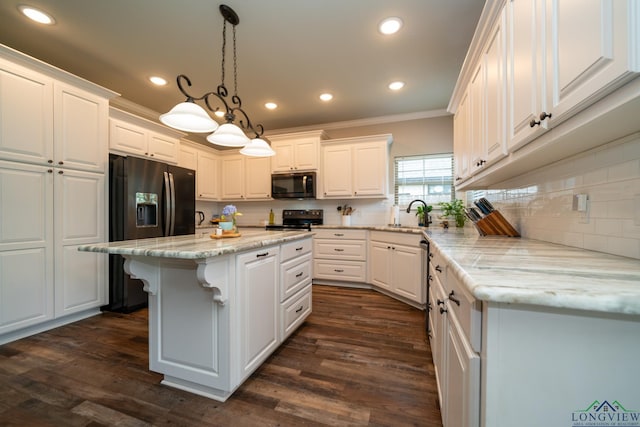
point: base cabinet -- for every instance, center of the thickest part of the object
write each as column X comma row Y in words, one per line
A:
column 258, row 304
column 395, row 264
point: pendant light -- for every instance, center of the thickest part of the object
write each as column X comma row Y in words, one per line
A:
column 190, row 117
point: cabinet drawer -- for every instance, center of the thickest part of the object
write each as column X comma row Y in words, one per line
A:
column 339, row 234
column 294, row 275
column 295, row 311
column 467, row 309
column 294, row 249
column 353, row 250
column 350, row 271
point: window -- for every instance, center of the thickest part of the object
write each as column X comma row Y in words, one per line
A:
column 427, row 177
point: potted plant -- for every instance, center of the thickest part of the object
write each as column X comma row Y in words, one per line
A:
column 422, row 212
column 454, row 210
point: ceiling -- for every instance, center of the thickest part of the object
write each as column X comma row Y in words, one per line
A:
column 289, row 51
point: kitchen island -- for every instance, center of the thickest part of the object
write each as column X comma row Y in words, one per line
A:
column 218, row 307
column 530, row 333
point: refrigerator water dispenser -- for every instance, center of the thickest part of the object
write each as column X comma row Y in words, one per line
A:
column 146, row 210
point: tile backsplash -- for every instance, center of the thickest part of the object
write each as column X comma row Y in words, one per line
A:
column 542, row 204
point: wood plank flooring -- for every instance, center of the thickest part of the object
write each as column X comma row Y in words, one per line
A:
column 361, row 359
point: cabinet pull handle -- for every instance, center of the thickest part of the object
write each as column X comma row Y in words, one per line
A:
column 456, row 300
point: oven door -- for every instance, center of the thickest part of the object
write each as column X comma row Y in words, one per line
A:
column 293, row 185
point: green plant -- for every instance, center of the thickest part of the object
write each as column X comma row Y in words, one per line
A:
column 455, row 210
column 421, row 213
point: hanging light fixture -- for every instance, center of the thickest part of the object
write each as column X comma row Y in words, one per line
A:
column 191, row 117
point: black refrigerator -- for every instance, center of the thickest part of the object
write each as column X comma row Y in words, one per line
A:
column 146, row 199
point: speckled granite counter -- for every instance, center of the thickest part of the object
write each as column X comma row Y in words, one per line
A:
column 524, row 271
column 196, row 246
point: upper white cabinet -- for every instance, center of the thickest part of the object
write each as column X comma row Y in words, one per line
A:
column 355, row 167
column 538, row 66
column 49, row 122
column 245, row 178
column 298, row 151
column 133, row 135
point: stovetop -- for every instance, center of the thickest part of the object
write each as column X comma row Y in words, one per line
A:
column 299, row 219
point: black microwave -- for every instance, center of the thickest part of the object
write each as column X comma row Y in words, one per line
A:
column 298, row 185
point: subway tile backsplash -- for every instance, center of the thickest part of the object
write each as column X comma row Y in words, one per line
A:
column 541, row 203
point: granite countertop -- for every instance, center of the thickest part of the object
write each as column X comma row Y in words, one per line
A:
column 197, row 246
column 525, row 271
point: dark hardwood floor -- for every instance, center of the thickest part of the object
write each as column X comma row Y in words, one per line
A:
column 361, row 359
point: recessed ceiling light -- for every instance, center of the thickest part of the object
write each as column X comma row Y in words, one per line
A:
column 390, row 25
column 36, row 15
column 159, row 81
column 396, row 85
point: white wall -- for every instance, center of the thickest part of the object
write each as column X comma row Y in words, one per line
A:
column 540, row 204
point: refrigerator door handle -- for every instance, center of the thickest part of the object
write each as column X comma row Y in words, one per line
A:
column 167, row 204
column 173, row 205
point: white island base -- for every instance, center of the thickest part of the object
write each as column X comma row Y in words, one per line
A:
column 213, row 321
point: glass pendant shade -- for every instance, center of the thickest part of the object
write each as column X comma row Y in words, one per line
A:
column 189, row 117
column 258, row 148
column 228, row 135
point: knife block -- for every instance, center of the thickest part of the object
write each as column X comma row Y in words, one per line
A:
column 494, row 224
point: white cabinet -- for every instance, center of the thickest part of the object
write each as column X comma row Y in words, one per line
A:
column 207, row 176
column 258, row 297
column 355, row 167
column 245, row 178
column 44, row 276
column 455, row 325
column 53, row 156
column 563, row 57
column 48, row 122
column 129, row 134
column 79, row 212
column 26, row 245
column 295, row 285
column 340, row 255
column 298, row 151
column 395, row 264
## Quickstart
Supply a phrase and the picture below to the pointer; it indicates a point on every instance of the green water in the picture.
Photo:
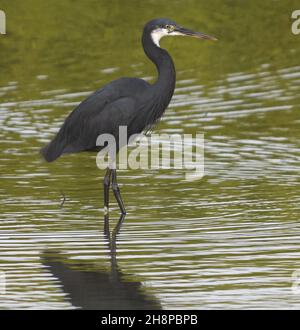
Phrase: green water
(230, 240)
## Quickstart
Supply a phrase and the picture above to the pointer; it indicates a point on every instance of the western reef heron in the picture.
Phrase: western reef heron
(129, 102)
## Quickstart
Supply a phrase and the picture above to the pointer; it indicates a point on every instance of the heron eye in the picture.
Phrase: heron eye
(170, 28)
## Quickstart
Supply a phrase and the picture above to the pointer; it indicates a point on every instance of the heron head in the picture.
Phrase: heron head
(163, 27)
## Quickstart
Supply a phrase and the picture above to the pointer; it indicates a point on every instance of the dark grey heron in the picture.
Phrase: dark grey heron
(129, 102)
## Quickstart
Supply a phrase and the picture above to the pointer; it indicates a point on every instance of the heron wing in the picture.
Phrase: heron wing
(84, 129)
(102, 112)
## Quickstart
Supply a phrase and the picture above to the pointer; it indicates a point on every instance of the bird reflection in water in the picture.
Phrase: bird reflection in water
(100, 290)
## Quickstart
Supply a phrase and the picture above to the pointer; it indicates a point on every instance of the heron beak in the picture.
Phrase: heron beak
(186, 32)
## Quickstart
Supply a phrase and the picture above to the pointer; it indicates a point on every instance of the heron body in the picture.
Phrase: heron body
(130, 102)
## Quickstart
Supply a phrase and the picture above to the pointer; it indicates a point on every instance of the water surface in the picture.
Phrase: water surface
(229, 240)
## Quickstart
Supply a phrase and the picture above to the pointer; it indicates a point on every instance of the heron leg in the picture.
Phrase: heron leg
(106, 184)
(116, 191)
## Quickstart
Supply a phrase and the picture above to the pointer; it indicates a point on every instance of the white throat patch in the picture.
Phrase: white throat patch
(157, 34)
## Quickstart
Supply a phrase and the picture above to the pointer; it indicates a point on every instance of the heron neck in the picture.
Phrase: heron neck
(165, 83)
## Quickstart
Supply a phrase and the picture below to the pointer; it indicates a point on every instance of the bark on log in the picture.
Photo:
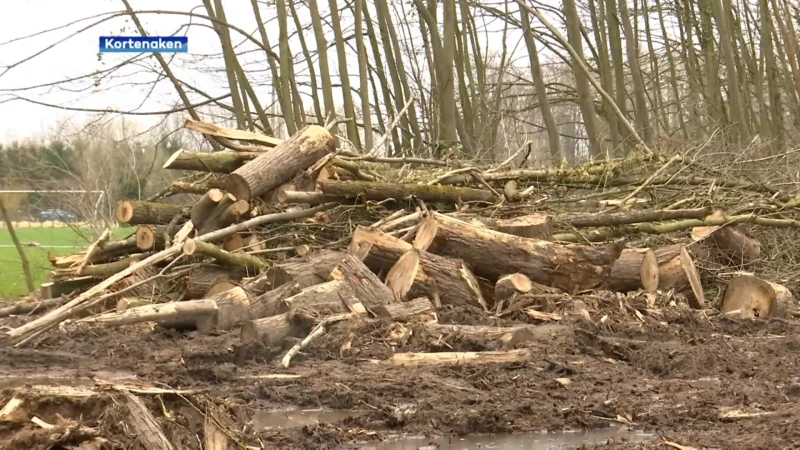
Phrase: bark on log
(216, 162)
(457, 358)
(629, 217)
(204, 208)
(270, 330)
(448, 279)
(281, 164)
(508, 336)
(332, 297)
(201, 279)
(733, 245)
(143, 213)
(151, 238)
(418, 308)
(676, 270)
(635, 269)
(245, 260)
(382, 191)
(307, 270)
(161, 312)
(233, 308)
(535, 226)
(493, 254)
(750, 297)
(368, 288)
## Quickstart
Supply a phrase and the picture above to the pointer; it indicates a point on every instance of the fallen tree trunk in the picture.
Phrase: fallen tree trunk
(629, 217)
(750, 297)
(308, 270)
(419, 308)
(493, 254)
(635, 269)
(216, 162)
(281, 164)
(202, 278)
(368, 288)
(422, 274)
(456, 358)
(148, 213)
(382, 191)
(204, 208)
(535, 226)
(245, 260)
(233, 308)
(161, 312)
(676, 270)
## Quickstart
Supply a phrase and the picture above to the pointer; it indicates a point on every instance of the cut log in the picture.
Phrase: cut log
(432, 276)
(368, 288)
(676, 270)
(635, 269)
(508, 336)
(309, 197)
(332, 297)
(281, 164)
(144, 425)
(245, 260)
(143, 213)
(228, 211)
(233, 308)
(271, 303)
(215, 162)
(457, 358)
(383, 191)
(535, 226)
(204, 208)
(161, 312)
(734, 246)
(270, 330)
(628, 217)
(307, 270)
(509, 285)
(492, 254)
(750, 297)
(420, 308)
(55, 289)
(204, 277)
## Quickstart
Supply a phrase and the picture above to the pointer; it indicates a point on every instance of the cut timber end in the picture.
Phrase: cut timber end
(509, 285)
(145, 238)
(750, 296)
(425, 233)
(634, 269)
(698, 301)
(124, 212)
(401, 276)
(534, 226)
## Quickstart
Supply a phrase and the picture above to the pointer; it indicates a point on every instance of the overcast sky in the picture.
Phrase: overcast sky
(77, 55)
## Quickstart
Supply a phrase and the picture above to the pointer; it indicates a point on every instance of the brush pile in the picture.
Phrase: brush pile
(284, 239)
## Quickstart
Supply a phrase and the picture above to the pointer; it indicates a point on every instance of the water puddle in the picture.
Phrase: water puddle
(268, 420)
(518, 441)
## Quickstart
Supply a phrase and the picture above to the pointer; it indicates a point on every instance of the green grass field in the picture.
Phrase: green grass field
(59, 241)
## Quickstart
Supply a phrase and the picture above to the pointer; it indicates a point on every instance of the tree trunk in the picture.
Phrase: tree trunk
(492, 254)
(280, 164)
(425, 192)
(135, 212)
(635, 269)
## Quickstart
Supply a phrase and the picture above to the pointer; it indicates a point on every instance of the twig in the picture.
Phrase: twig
(318, 331)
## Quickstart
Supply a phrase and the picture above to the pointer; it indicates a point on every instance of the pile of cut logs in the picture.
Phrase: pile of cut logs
(218, 264)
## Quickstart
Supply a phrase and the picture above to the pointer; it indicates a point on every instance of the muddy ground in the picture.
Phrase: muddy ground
(691, 378)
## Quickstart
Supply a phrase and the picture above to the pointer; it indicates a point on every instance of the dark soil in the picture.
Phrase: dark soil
(698, 381)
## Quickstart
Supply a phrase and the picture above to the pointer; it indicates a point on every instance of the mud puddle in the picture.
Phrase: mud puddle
(277, 420)
(517, 441)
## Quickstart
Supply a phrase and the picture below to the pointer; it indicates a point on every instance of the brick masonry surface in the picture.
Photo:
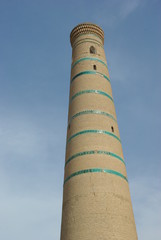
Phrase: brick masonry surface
(96, 197)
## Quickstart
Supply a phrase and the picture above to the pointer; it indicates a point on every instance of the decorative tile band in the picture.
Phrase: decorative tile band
(86, 59)
(94, 152)
(89, 72)
(92, 131)
(91, 112)
(90, 34)
(89, 41)
(91, 91)
(95, 170)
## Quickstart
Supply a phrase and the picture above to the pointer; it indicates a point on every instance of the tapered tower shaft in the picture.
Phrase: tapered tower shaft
(96, 198)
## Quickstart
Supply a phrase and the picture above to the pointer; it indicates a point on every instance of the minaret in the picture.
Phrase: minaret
(96, 198)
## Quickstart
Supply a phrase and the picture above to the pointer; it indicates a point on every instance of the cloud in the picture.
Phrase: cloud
(110, 14)
(146, 195)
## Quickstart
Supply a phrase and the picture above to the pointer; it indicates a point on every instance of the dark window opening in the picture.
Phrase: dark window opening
(112, 128)
(94, 67)
(92, 50)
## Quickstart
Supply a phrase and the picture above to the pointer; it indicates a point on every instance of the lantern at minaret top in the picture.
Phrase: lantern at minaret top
(96, 197)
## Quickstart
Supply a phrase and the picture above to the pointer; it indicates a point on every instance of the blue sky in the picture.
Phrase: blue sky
(35, 60)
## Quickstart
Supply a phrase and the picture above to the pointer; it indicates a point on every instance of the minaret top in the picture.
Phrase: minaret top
(84, 28)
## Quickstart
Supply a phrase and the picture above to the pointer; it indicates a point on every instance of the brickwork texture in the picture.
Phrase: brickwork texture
(96, 197)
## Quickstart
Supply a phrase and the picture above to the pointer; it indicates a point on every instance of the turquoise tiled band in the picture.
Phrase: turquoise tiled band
(91, 91)
(89, 41)
(90, 72)
(88, 59)
(90, 34)
(91, 112)
(92, 131)
(95, 170)
(94, 152)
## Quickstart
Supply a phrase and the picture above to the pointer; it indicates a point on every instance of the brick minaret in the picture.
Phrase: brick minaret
(96, 198)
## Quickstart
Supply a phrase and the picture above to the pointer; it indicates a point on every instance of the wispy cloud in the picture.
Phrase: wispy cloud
(146, 196)
(111, 14)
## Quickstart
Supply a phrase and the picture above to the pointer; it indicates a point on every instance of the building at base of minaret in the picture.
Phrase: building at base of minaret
(96, 197)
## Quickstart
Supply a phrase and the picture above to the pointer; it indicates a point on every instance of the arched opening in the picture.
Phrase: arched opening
(92, 50)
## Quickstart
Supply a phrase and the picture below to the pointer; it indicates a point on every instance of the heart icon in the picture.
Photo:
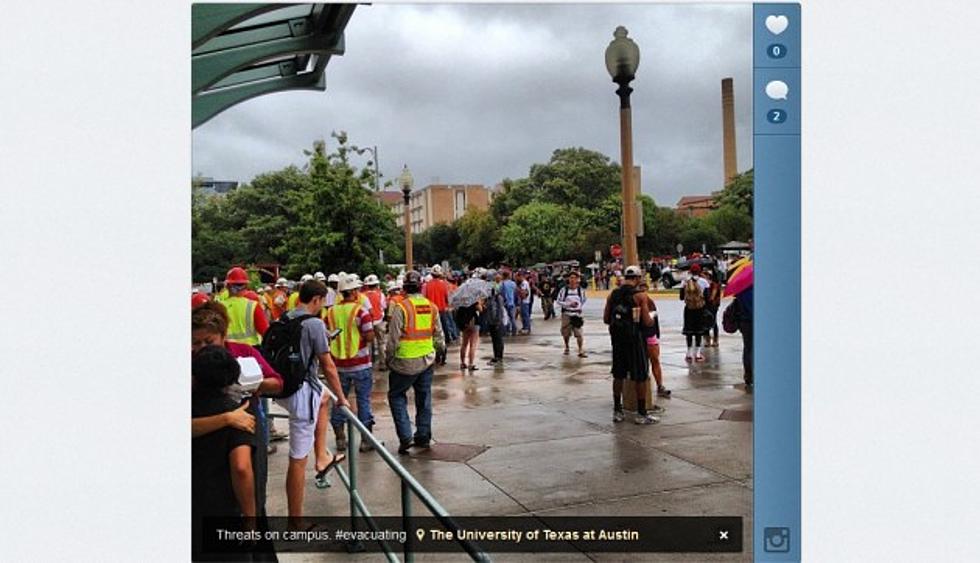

######

▸ TASK BRIEF:
Identify every line of the records that contains the string "granite", and copy each of those lines. Case counts.

▸ EXERCISE RESPONSE:
point: speckled granite counter -- for every instance, center of the thickest part of the object
point: granite countertop -- for every instance, center of the thickest part of the object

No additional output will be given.